▶ The task: Set each entry down exactly as written.
START Supplied data
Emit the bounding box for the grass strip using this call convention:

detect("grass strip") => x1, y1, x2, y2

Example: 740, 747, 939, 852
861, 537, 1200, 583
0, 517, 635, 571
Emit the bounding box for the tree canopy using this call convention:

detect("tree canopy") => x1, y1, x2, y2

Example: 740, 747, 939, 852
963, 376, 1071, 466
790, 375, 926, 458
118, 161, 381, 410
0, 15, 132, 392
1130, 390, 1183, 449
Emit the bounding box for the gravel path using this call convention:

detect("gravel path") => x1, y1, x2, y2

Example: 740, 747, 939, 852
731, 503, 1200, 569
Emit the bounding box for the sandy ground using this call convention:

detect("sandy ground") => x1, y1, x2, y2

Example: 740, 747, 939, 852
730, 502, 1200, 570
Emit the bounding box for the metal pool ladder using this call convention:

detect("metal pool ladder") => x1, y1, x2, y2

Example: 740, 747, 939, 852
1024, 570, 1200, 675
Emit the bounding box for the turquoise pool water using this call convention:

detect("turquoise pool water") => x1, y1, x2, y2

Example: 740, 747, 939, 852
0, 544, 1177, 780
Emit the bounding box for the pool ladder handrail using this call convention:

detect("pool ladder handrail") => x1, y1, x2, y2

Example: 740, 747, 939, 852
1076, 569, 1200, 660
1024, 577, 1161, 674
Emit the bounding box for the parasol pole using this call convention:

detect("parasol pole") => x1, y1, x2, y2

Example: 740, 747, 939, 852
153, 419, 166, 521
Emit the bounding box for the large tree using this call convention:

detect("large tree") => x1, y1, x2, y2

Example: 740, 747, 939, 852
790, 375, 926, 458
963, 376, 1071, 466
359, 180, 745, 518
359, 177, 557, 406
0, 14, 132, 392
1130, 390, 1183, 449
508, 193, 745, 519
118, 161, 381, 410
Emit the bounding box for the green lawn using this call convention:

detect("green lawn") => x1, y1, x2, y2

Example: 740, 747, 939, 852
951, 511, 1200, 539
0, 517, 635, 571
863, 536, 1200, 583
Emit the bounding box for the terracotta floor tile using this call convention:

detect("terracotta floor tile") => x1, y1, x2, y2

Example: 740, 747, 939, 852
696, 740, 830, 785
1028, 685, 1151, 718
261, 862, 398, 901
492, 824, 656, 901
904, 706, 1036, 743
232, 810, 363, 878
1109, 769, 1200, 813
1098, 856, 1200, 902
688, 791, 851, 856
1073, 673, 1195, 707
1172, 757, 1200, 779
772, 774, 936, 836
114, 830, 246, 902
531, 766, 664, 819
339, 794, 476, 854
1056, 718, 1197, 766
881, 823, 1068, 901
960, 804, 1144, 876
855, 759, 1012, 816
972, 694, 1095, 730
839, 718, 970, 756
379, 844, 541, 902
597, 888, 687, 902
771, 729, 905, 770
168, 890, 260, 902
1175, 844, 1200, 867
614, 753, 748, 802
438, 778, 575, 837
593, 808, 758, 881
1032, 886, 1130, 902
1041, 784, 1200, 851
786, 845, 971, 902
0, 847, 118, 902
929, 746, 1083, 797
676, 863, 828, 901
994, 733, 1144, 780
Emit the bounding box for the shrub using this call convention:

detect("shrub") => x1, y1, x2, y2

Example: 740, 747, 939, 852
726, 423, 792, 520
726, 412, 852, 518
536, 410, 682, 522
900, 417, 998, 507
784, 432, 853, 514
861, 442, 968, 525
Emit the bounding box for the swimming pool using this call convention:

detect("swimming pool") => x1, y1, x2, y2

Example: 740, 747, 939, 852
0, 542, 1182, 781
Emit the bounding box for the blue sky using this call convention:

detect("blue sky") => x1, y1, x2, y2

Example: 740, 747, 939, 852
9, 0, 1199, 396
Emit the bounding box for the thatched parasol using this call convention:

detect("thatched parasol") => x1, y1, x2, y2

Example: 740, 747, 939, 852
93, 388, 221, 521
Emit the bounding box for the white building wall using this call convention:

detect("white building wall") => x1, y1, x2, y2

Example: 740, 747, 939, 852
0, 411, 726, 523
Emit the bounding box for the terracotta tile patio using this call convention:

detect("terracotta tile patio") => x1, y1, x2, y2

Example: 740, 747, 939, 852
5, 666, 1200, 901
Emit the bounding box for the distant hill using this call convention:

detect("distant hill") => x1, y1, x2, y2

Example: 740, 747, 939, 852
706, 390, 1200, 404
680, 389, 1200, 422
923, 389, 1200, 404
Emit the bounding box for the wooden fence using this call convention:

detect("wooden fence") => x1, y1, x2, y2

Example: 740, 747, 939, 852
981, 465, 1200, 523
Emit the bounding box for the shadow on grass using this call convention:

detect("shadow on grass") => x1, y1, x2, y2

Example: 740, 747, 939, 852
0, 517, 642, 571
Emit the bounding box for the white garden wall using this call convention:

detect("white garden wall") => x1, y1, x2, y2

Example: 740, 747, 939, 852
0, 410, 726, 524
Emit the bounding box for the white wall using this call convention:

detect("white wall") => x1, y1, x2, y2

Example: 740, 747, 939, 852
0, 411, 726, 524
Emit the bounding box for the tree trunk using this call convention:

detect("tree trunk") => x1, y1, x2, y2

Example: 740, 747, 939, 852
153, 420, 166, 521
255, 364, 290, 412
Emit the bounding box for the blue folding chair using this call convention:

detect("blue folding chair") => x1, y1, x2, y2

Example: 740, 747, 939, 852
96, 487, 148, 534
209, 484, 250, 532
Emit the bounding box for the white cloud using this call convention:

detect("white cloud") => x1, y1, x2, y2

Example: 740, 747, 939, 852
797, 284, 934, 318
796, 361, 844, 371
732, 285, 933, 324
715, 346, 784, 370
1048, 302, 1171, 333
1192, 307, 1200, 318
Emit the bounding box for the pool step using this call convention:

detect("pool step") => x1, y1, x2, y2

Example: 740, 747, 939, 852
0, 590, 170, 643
END Supplied data
▶ Response area:
Emit the bounding box for the grass strip using this call convention:

detect("grass strip") => x1, y1, x2, y2

Example: 740, 747, 939, 852
861, 537, 1200, 583
0, 517, 635, 571
Emit the bounding box for the tree canopy using this call convention:

detect("tree canopy") => x1, y1, x2, y2

Example: 740, 747, 939, 852
963, 376, 1071, 466
790, 375, 926, 458
118, 161, 381, 410
0, 15, 132, 392
1130, 390, 1183, 449
Emit the bounding box for the gravel path using this call convention:

detect("gravel path") => x1, y1, x2, y2

Example: 740, 747, 939, 852
731, 503, 1200, 569
Emit the bounding box for the sandy ground using this call convention:

detect("sandy ground") => x1, y1, x2, y2

Example: 740, 747, 939, 852
730, 502, 1200, 570
Emit the bounding box for the metal pool ladder using this call convention:

detect("metal pool ladder") => x1, y1, x2, y2

Example: 740, 747, 939, 852
1024, 570, 1200, 675
Emit the bounding box for the turquoise pool water using this call convention:

detect("turquoise pool water") => x1, y1, x2, y2

Example: 740, 747, 939, 852
0, 544, 1177, 780
Emit the bounding box for the pool ladder handrail using this call convention:

detect("pool ladder handrail") => x1, y1, x2, y2

Example: 740, 747, 939, 852
1076, 569, 1200, 660
1024, 577, 1161, 674
Emit the bounding box for the parasol pole using this call convention:

detect("parasol pole") => x1, y1, x2, y2

Example: 740, 747, 939, 852
153, 419, 166, 521
Emit the bounding box for the large tree using this call convention:

detect("large tree") => x1, y1, x2, y2

Example: 740, 747, 939, 852
790, 375, 926, 458
963, 376, 1071, 466
359, 180, 745, 518
359, 177, 557, 406
0, 14, 132, 392
1130, 390, 1183, 449
508, 193, 745, 519
118, 161, 381, 410
Emit the bounding box for the green lawn using this call convention:

detect("green lawn") => x1, y1, x2, y2

Example: 740, 747, 939, 852
951, 511, 1200, 539
0, 517, 635, 571
863, 536, 1200, 583
Emit the bounding box for the terracotta floor tile using this call convention:

detect("terracotta floor tile") => x1, y1, x2, y2

Example: 740, 747, 939, 852
696, 740, 830, 785
1028, 685, 1151, 718
261, 862, 398, 901
492, 824, 656, 901
904, 706, 1036, 743
232, 810, 363, 878
1109, 769, 1200, 813
1098, 856, 1200, 902
688, 791, 851, 856
1073, 673, 1195, 707
1172, 757, 1200, 779
772, 774, 936, 836
114, 830, 246, 902
531, 766, 664, 819
339, 794, 476, 854
1056, 718, 1197, 766
881, 823, 1068, 901
960, 804, 1144, 876
855, 759, 1012, 816
972, 694, 1095, 730
839, 718, 970, 756
379, 844, 541, 902
597, 888, 687, 902
771, 729, 905, 770
168, 890, 260, 902
1175, 844, 1200, 867
614, 753, 748, 802
438, 778, 575, 837
593, 808, 758, 881
1032, 886, 1130, 902
1041, 784, 1200, 851
786, 845, 971, 902
0, 847, 118, 902
929, 746, 1083, 797
676, 863, 828, 901
994, 733, 1144, 780
Emit the bounding box for the shrub using this call convention:

detect("shrub") => x1, y1, x2, y2

Example: 740, 747, 939, 852
726, 423, 792, 520
726, 412, 852, 518
536, 410, 682, 522
900, 417, 998, 507
784, 432, 853, 514
861, 442, 968, 525
Emit the bounding box for the swimming pool using this call convention:

detect("swimming pool") => x1, y1, x2, y2

Example: 740, 747, 939, 852
0, 542, 1182, 781
Emit the bounding box for the blue sky using this call convention:

detect("blue sky") => x1, y1, x2, y2

Example: 740, 747, 939, 852
9, 0, 1199, 396
Emit the bounding box for the thatched parasol using this call convention:

detect("thatched parasol") => x1, y1, x2, y2

Example: 740, 747, 939, 852
93, 388, 221, 521
Emit the bounding box for the white building wall using this call convention:

detect("white building wall") => x1, y1, x2, y2

Example: 740, 747, 939, 852
0, 411, 726, 523
Emit the bounding box for the terracotta tile patio using this call convention:

detect("terracotta tile patio") => x1, y1, x2, y2

Example: 740, 747, 939, 852
5, 666, 1200, 901
Emit the bounding box for the distant hill using this call convention:

detect("distant hill") => x1, y1, x2, y2

Example: 740, 747, 939, 852
706, 390, 1200, 404
680, 389, 1200, 422
923, 389, 1200, 404
Emit the bounding box for the wooden fence using this call convention:

detect("wooden fence") => x1, y1, x2, y2

Example: 740, 747, 939, 852
981, 465, 1200, 523
Emit the bounding box for the shadow on grass using this call convention:

detect("shadow on grass") => x1, y1, x2, y2

Example: 740, 747, 939, 852
0, 517, 642, 571
Emit the bounding box for the white garden wall using this call convention:

detect("white garden wall") => x1, y1, x2, y2

Example: 740, 747, 939, 852
0, 410, 726, 524
Emit the bounding box for the white wall using this call convention:

detect("white wall") => x1, y1, x2, y2

Example: 740, 747, 939, 852
0, 411, 726, 524
Emit the bounding box for the tree trunk using this call convention:

detect("tree trunk") => x1, y1, x2, y2

Example: 740, 747, 939, 852
153, 420, 166, 521
255, 364, 290, 412
Emit the bounding box for the blue folding chair using this call convention:

detect("blue folding chair") => x1, y1, x2, y2

Example: 740, 747, 939, 852
96, 487, 148, 534
209, 484, 250, 532
Emit the bounding box for the white cloud using this call convention:

detect("white cloud") => x1, y1, x2, y2

Example: 740, 747, 939, 852
797, 284, 934, 318
796, 361, 844, 371
732, 285, 933, 324
715, 346, 784, 370
1048, 302, 1171, 333
1192, 307, 1200, 318
Emit the bounding box for the pool step using this call convention:

detect("pool step") => x1, y1, x2, y2

Example: 740, 747, 939, 852
0, 590, 170, 643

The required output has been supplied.